Excerpts from a detection dataset
--- begin ---

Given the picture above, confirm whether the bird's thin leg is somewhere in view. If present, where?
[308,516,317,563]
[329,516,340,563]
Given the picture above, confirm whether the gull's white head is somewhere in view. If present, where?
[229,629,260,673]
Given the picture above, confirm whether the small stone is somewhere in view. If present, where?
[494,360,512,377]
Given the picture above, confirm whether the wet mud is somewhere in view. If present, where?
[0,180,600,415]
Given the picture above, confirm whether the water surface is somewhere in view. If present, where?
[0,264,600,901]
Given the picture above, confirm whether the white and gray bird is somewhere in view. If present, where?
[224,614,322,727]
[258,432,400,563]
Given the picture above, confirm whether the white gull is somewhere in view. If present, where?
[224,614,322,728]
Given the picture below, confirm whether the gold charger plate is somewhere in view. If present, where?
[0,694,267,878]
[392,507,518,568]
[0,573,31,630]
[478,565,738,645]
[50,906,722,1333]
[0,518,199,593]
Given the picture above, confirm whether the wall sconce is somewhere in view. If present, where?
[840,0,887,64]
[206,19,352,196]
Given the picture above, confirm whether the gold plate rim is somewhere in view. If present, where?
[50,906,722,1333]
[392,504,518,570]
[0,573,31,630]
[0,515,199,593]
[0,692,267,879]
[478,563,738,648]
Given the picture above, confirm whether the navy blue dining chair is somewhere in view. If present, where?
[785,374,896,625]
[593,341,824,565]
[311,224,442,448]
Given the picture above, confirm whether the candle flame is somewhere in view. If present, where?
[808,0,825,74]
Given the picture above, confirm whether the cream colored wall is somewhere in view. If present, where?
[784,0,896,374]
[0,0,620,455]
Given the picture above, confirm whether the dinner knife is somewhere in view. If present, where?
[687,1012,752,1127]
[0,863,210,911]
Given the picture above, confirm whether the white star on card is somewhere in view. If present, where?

--- end ---

# STATED EXERCISE
Render every line of the listing above as a JSON array of strings, one string per line, with blank lines omitted.

# RESULT FOR THIS TASK
[
  "Given the picture above, confirm whether the bird's thin leg is somewhere in view. If present, where?",
  "[308,516,317,563]",
  "[329,516,340,563]",
  "Given the picture above, confirm whether the gull's white head is somewhere in view. If present, where?",
  "[229,629,260,673]",
  "Given the picture above, confirm whether the small stone is somewhere in view. If present, where?",
  "[494,360,512,377]",
  "Given the picture above, confirm whether the wet mud is somewhere in view. If present, where?",
  "[0,180,600,415]",
  "Given the picture above, confirm whether the water surface is somewhere in view. If present, where?",
  "[0,264,600,901]",
  "Given the picture above, confirm whether the white and gray bird is somewhere in view. If present, where?",
  "[224,614,322,727]",
  "[258,432,400,563]",
  "Given the picture above, confirm whether the white gull is somewhere in view. If present, where?",
  "[224,614,322,728]",
  "Given the picture below, confirm whether the gold charger plate is somewhere in view. If present, where?",
  "[0,694,267,878]",
  "[392,507,518,568]",
  "[0,573,31,630]",
  "[478,565,738,645]",
  "[50,906,722,1333]",
  "[0,518,199,593]",
  "Given the picture above, confirm whether the wall sconce is somewhere in view. If present, where?",
  "[840,0,887,64]",
  "[206,19,352,196]",
  "Given the picture above, confirm whether the gold plate rim is somewhere in view. If present, where?",
  "[50,906,722,1333]",
  "[392,504,518,570]",
  "[0,573,31,630]",
  "[0,515,199,593]",
  "[0,692,267,879]",
  "[478,563,738,648]",
  "Given the picture above, confirm whether the navy blue dining chair is somewhere in view. If present, where?",
  "[785,374,896,625]",
  "[593,341,824,565]",
  "[311,224,442,448]",
  "Given the picture above, confirm whether the candle flame is somewhere in view. If present, where?",
  "[808,0,825,74]",
  "Given the picture above, confirm whether the cream colored wall is somewhere in view. If present, where?",
  "[784,0,896,374]",
  "[0,0,620,455]",
  "Given the picture above, confirm whether the dinner knife is somewhere in view. If present, where?",
  "[687,1012,752,1127]",
  "[0,863,210,911]",
  "Given the picture above, confirm whether the white star on card is somewhere in view. If present, where?"
]